• [Requirement]:
Convert everything from the line containing "Return one point for each instance of the mossy" down to the end of the records below into a JSON list of strings, one string per line, leaving out any blank lines.

(A block of data)
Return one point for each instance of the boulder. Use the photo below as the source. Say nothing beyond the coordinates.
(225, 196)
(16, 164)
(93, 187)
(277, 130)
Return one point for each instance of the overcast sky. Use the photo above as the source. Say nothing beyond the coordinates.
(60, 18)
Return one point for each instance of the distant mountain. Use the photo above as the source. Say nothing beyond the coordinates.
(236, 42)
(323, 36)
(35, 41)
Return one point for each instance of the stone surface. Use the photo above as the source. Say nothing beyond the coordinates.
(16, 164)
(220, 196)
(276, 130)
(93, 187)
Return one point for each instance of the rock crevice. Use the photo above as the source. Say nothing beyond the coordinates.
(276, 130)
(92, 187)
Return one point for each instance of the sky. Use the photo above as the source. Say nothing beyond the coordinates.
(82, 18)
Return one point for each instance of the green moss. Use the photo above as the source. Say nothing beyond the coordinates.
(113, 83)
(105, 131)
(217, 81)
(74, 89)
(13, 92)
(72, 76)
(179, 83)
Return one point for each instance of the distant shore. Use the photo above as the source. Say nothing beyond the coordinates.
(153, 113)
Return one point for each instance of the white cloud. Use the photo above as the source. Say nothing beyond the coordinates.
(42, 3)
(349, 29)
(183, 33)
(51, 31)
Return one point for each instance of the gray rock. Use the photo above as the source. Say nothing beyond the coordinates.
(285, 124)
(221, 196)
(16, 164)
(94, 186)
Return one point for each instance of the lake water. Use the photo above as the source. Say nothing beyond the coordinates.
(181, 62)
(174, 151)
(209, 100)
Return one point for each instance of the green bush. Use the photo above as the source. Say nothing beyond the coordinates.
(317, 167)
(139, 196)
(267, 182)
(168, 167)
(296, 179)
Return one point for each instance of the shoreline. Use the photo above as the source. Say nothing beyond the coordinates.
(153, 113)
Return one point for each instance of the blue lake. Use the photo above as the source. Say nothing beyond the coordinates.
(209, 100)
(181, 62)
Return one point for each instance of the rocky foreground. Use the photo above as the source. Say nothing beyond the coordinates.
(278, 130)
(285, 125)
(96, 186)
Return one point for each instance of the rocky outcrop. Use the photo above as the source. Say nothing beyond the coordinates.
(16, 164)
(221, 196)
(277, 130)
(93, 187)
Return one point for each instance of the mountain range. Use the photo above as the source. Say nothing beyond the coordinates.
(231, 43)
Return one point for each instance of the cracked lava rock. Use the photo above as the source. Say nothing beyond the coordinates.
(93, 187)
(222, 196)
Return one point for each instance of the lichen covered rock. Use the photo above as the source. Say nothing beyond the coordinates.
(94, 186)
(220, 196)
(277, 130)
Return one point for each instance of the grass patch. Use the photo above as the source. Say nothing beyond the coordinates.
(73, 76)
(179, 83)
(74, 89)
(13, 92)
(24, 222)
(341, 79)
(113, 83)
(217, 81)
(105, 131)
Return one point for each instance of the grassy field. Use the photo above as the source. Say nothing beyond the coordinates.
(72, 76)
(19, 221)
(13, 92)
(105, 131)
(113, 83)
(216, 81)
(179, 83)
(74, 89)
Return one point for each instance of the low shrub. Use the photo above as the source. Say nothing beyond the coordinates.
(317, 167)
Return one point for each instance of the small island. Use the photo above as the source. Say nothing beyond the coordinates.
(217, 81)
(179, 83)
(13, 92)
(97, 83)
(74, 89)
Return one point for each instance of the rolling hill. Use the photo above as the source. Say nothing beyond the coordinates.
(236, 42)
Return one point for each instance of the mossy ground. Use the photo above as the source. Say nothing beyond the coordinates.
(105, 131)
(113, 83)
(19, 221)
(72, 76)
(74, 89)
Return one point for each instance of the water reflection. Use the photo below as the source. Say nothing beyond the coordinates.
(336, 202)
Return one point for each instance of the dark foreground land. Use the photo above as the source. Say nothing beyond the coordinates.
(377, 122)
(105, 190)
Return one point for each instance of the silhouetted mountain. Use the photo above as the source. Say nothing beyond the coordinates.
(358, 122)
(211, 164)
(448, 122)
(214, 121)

• [Solution below]:
[
  "Return one point for each instance of the mossy ground. Use the photo above as the source. Say nothing beyond the coordinates.",
  "(105, 131)",
  "(113, 83)",
  "(19, 221)",
  "(72, 76)",
  "(74, 89)",
  "Return one point for each instance of the water reflection. Use the photo below as the source. Say nothing beyond the coordinates.",
  "(336, 202)",
  "Return one point for each instance of the dark foreground land. Use the photo above as the source. Say nothing beyond the coordinates.",
  "(377, 122)",
  "(105, 190)",
  "Return one point for each instance of the silhouetted mountain. Use the photo above as the source. Say nothing beyond the coordinates.",
  "(358, 122)",
  "(211, 164)",
  "(448, 122)",
  "(214, 121)"
]